■ Objectives
1. From the review of Munro's tenth collection, print the passage starting with "In a word: magnificent." and going on through "her tenth collection.".
2. Which story titles does the review of Munro's tenth collection place in quotation marks? List each one.
3. Decide whether each statement agrees with the review of Munro's tenth collection, answering yes or no and quoting the words that settle it: (a) The collection contains eight long tales. (b) Juliet Henderson is the focus of four pieces. (c) "Powers" is called a novella.

■ Quoted text
......

In a word: magnificent.

Retrospect and resolution, neither fully comprehended nor ultimately satisfying: such are the territories the masterful Munro explores in her tenth collection.

Each of its eight long tales in the Canadian author’s latest gathering (after Hateship, Friendship, Courtship, Loveship, Marriage, 2001, etc.) bears a one-word title, and all together embrace a multiplicity of reactions to the facts of aging, changing, remembering, regretting, and confronting one’s mortality. Three pieces focus on Juliet Henderson, a student and sometime teacher of classical culture, who waits years (in “Chance”) before rediscovering romantic happiness with the middle-aged man with whom she had shared an unusual experience during a long train journey. In “Soon,” Juliet and her baby daughter Penelope visit Juliet’s aging parents, and she learns how her unconventional life has impacted on theirs. Then, in “Silence,” a much older Juliet comes sorrowfully to terms with the emptiness in her that had forever alienated Penelope, “now living the life of a prosperous, practical matron” in a world far from her mother’s. Generational and familial incompatibility also figure crucially in “Passion,” the story (somewhat initially reminiscent of Forster’s Howards End) of a rural girl’s transformative relationship with her boyfriend’s cultured, “perfect” family—and her realization that their imperfections adumbrate her own compromised future. Further complexities—and borderline believable coincidences and recognitions—make mixed successes of “Trespasses,” in which a young girl’s unease about her impulsive parents is shown to stem from a secret long kept from her, and “Tricks,” an excruciatingly sad account of a lonely girl’s happenstance relationship with the immigrant clockmaker she meets while attending a Shakespeare festival, the promise she tries and helplessly fails to keep, and the damaging misunderstanding that, she ruefully reasons, “Shakespeare should have prepared her.” Then there are the masterpieces: the title story’s wrenching portrayal of an emotionally abused young wife’s inability to leave her laconic husband; and the brilliant novella “Powers,” which spans years and lives, a truncated female friendship that might have offered sustenance and salvation, and contains acute, revelatory discriminations between how women and men experience and perceive “reality.”

......

■ Dataset

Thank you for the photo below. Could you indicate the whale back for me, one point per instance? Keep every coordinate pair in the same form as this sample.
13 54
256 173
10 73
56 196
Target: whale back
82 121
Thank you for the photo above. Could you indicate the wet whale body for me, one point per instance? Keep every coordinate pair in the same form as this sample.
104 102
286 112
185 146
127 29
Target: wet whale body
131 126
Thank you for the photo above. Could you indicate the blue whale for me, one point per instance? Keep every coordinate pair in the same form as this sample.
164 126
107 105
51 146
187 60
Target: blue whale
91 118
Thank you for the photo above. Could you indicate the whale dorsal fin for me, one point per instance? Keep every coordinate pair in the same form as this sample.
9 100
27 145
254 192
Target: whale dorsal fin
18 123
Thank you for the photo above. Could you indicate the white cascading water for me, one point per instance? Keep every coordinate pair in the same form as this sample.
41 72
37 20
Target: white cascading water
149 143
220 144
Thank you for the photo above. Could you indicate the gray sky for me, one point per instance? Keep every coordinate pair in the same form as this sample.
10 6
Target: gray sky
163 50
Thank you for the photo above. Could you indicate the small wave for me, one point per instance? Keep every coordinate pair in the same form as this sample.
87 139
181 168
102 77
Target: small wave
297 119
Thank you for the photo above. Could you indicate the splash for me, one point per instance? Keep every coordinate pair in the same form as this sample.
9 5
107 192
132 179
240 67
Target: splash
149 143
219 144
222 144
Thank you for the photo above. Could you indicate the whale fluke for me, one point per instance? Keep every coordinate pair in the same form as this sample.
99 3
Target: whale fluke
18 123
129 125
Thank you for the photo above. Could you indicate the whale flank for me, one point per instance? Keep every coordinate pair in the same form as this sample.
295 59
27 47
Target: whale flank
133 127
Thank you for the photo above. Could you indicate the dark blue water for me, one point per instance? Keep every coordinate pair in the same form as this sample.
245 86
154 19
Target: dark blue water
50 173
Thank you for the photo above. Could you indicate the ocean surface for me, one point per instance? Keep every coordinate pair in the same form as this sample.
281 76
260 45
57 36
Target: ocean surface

......

■ Answers to the tasks
1.
In a word: magnificent.

Retrospect and resolution, neither fully comprehended nor ultimately satisfying: such are the territories the masterful Munro explores in her tenth collection.

2.
"Chance"
"Soon"
"Silence"
"Passion"
"Trespasses"
"Tricks"
"Powers"

3.
(a) Yes: "Each of its eight long tales"
(b) No: "Three pieces focus on Juliet Henderson"
(c) Yes: "the brilliant novella “Powers,”"